What the task requires:
Copy each of the following lines word for word, leaving nothing out and changing nothing.

Dataset content:
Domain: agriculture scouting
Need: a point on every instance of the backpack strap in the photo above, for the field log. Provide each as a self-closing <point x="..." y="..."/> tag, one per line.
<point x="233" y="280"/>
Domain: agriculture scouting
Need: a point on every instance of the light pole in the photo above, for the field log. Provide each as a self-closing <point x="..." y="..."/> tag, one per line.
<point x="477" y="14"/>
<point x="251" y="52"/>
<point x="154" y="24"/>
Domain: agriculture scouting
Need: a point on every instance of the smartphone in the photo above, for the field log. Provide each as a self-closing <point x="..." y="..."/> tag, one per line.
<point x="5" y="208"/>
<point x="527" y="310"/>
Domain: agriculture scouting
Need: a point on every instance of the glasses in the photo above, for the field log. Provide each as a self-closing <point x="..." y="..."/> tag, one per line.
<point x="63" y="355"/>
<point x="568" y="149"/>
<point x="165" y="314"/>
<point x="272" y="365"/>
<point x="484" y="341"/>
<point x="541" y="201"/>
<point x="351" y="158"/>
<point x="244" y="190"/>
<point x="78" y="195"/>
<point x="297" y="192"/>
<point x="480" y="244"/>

Full output:
Domain: agriculture scouting
Need: a point on every instance of the backpack strap in the photo above, for the field log. Provide each as a self-closing <point x="..." y="..."/> tag, one per line.
<point x="233" y="280"/>
Domain: agriculture scouting
Need: a point on every instance of the light pole in the photo above, for the field log. Provide each as a self-closing <point x="..." y="..."/> tag, one per line.
<point x="477" y="14"/>
<point x="251" y="52"/>
<point x="154" y="24"/>
Domain: agriculture scouting
Need: a point on every instance of the smartphone in the photo above, for the field log. Provide each as a self-closing <point x="..." y="..."/> tag, one per line.
<point x="5" y="208"/>
<point x="527" y="310"/>
Domain: agriculture scouting
Need: a point on every instance of the glasses in the photo above, for the field log. Provide each as a self-closing <point x="..." y="..."/> tag, one per line.
<point x="63" y="355"/>
<point x="568" y="149"/>
<point x="165" y="314"/>
<point x="272" y="365"/>
<point x="484" y="341"/>
<point x="541" y="201"/>
<point x="351" y="158"/>
<point x="244" y="190"/>
<point x="78" y="195"/>
<point x="297" y="192"/>
<point x="480" y="244"/>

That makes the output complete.